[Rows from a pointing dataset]
——

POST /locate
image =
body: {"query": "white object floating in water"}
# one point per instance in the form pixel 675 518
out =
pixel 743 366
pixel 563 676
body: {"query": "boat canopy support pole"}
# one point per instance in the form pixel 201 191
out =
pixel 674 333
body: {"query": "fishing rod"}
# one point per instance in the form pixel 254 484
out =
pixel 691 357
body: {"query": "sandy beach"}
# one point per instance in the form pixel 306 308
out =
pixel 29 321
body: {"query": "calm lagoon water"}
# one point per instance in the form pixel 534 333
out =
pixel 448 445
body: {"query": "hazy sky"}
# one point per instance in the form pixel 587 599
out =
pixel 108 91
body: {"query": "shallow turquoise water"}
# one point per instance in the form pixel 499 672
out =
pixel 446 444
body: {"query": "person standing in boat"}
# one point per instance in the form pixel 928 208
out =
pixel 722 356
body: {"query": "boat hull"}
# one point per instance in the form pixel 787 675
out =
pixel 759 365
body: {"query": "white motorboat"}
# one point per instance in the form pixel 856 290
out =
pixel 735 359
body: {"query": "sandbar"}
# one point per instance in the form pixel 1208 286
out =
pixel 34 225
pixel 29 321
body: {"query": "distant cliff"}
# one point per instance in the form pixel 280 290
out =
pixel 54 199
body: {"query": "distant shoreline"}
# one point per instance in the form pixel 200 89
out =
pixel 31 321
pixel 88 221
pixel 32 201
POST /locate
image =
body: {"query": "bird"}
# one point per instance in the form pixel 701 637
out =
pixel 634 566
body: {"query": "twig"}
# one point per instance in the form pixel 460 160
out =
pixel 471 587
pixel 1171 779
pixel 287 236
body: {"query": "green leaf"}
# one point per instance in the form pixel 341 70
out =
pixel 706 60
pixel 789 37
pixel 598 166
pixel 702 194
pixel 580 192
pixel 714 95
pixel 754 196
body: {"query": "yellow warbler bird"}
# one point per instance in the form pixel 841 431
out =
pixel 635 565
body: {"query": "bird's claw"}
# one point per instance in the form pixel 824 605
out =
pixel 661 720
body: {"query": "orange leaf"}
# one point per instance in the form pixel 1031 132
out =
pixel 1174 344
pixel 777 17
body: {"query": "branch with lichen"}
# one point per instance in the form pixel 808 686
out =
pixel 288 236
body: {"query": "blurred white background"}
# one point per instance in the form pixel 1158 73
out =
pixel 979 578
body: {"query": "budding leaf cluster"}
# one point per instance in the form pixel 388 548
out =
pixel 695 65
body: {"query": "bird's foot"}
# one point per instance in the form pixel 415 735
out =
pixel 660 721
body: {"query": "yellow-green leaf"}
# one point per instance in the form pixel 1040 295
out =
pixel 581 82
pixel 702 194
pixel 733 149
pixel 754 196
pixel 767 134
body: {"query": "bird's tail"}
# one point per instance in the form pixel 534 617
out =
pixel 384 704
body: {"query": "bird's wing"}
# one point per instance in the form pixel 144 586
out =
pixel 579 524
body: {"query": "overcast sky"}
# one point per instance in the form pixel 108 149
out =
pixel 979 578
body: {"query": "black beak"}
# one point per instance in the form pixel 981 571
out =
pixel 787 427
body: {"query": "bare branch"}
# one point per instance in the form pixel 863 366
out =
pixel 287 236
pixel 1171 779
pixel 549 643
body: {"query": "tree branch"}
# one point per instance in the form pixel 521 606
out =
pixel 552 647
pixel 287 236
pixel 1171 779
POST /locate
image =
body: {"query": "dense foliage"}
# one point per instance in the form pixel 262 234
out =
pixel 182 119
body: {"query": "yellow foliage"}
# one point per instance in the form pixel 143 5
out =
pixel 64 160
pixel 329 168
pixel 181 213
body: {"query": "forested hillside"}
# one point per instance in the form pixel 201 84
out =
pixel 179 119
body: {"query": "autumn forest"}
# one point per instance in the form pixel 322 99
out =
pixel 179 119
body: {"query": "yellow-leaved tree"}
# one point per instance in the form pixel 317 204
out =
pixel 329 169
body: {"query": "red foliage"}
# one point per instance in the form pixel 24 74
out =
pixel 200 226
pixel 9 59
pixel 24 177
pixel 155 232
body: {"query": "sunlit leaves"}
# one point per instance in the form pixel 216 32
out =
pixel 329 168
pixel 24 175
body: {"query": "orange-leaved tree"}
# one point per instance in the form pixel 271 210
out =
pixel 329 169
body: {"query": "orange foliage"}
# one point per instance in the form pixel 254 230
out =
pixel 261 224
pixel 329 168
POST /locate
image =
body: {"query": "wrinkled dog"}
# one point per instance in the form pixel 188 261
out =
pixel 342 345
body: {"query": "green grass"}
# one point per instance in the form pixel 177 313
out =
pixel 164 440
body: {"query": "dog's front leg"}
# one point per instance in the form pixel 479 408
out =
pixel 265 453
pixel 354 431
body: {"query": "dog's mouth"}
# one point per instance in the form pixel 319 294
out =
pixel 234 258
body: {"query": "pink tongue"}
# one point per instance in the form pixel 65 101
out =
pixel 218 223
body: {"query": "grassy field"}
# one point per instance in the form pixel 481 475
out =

——

EXERCISE GOAL:
Print the whole listing again, exactly.

EXERCISE OUTPUT:
POST /locate
image =
body: {"query": "white object floating in water"}
# one point per instance in the form pixel 675 518
out =
pixel 743 366
pixel 563 676
body: {"query": "boat canopy support pole"}
# one point per instance in the form pixel 201 191
out =
pixel 674 333
body: {"query": "fishing rod"}
# one point per instance in the form pixel 254 484
out =
pixel 691 357
body: {"query": "sandy beach"}
# one point per instance in the form pixel 306 308
out =
pixel 29 321
body: {"query": "calm lagoon water"}
# one point per instance in the form pixel 534 333
out =
pixel 448 445
body: {"query": "hazy sky"}
# one point per instance in the form pixel 587 599
out =
pixel 108 91
body: {"query": "shallow turquoise water"}
# one point per instance in the form pixel 499 672
out =
pixel 446 444
body: {"query": "person standing in boat"}
# one point per instance in the form pixel 928 208
out =
pixel 722 356
body: {"query": "boat hull"}
# one point per instance in the form pixel 787 675
out =
pixel 759 365
body: {"query": "white motorboat"}
# one point per instance in the form pixel 856 290
out =
pixel 735 359
body: {"query": "sandbar"}
# one point per instance in the form pixel 1208 286
out =
pixel 34 225
pixel 29 321
body: {"query": "distant cliff"}
# one point per instance in the form pixel 280 290
out =
pixel 54 199
body: {"query": "distant shoreline"}
# one point per instance in the form pixel 200 89
out =
pixel 31 321
pixel 88 221
pixel 32 201
POST /locate
image =
body: {"query": "bird"}
# one point per instance in the form pixel 701 637
out =
pixel 634 566
body: {"query": "twig"}
# one point per instance in the form pixel 460 160
out =
pixel 471 587
pixel 1171 779
pixel 287 236
body: {"query": "green leaf"}
# one point per instance in the form pixel 341 70
out =
pixel 706 60
pixel 789 37
pixel 598 166
pixel 702 194
pixel 580 192
pixel 714 95
pixel 754 196
body: {"query": "yellow warbler bird"}
# one point per instance in the form pixel 841 431
out =
pixel 635 565
body: {"query": "bird's claw"}
# one point per instance in the form pixel 824 605
out =
pixel 661 720
body: {"query": "orange leaf"}
# one point per instance in the form pixel 1031 132
out =
pixel 1174 344
pixel 777 17
body: {"query": "branch with lichen"}
# one point per instance in the form pixel 808 686
out =
pixel 288 236
body: {"query": "blurred white background"}
# one point per instance in the form pixel 1158 73
out =
pixel 979 578
body: {"query": "budding leaf cluster"}
# one point per instance in the form pixel 388 548
out =
pixel 695 65
body: {"query": "bird's foot"}
# one point per instance in the form pixel 415 735
out =
pixel 660 721
body: {"query": "yellow-green leaf"}
# one point per instance in the form pixel 1040 295
out =
pixel 581 82
pixel 702 194
pixel 733 149
pixel 754 196
pixel 767 134
body: {"query": "bird's tail"}
# one point per instance in the form pixel 534 617
out =
pixel 384 704
body: {"query": "bird's wing"}
# one point per instance in the form pixel 144 586
out =
pixel 579 524
body: {"query": "overcast sky"}
# one point per instance in the form pixel 108 149
out =
pixel 979 578
body: {"query": "black beak"}
# one point per instance in the form pixel 981 571
out =
pixel 787 427
body: {"query": "bare branch"}
# one point per instance in the form pixel 863 366
out =
pixel 287 236
pixel 1171 779
pixel 549 643
body: {"query": "tree branch"}
# one point per instance in the form pixel 521 606
out =
pixel 552 647
pixel 287 236
pixel 1171 779
POST /locate
image =
body: {"query": "dense foliage"}
# one point per instance in the form pixel 262 234
out =
pixel 182 119
body: {"query": "yellow foliage"}
# one point per instance in the form pixel 143 5
out =
pixel 64 160
pixel 329 168
pixel 181 213
body: {"query": "forested hillside"}
# one point per instance in the form pixel 201 84
out =
pixel 179 119
body: {"query": "autumn forest"}
# one point per instance in the form pixel 322 99
out =
pixel 179 119
body: {"query": "yellow-leaved tree"}
# one point per instance in the form pixel 317 204
out =
pixel 329 169
body: {"query": "red foliage"}
# one point per instance in the form pixel 24 74
out =
pixel 200 226
pixel 9 59
pixel 24 177
pixel 155 232
body: {"query": "sunlit leaves"}
# one point per instance in the form pixel 216 32
out =
pixel 329 168
pixel 24 175
body: {"query": "orange-leaved tree"}
# one point per instance in the form pixel 271 210
out =
pixel 329 169
body: {"query": "orange foliage"}
# one point per instance in the form pixel 254 230
out =
pixel 261 224
pixel 329 168
POST /locate
image =
body: {"query": "wrinkled dog"}
# one point per instance in the form pixel 188 261
out =
pixel 342 345
body: {"query": "green grass"}
# one point per instance in the form pixel 177 313
out =
pixel 164 440
body: {"query": "dog's front leg"}
# one point per instance in the form pixel 479 408
out =
pixel 265 453
pixel 354 431
body: {"query": "dog's mouth"}
# one point per instance in the form pixel 319 294
out =
pixel 234 258
body: {"query": "pink tongue"}
# one point per instance in the form pixel 65 101
out =
pixel 218 223
body: {"query": "grassy field"}
# one point per instance in the form pixel 481 475
out =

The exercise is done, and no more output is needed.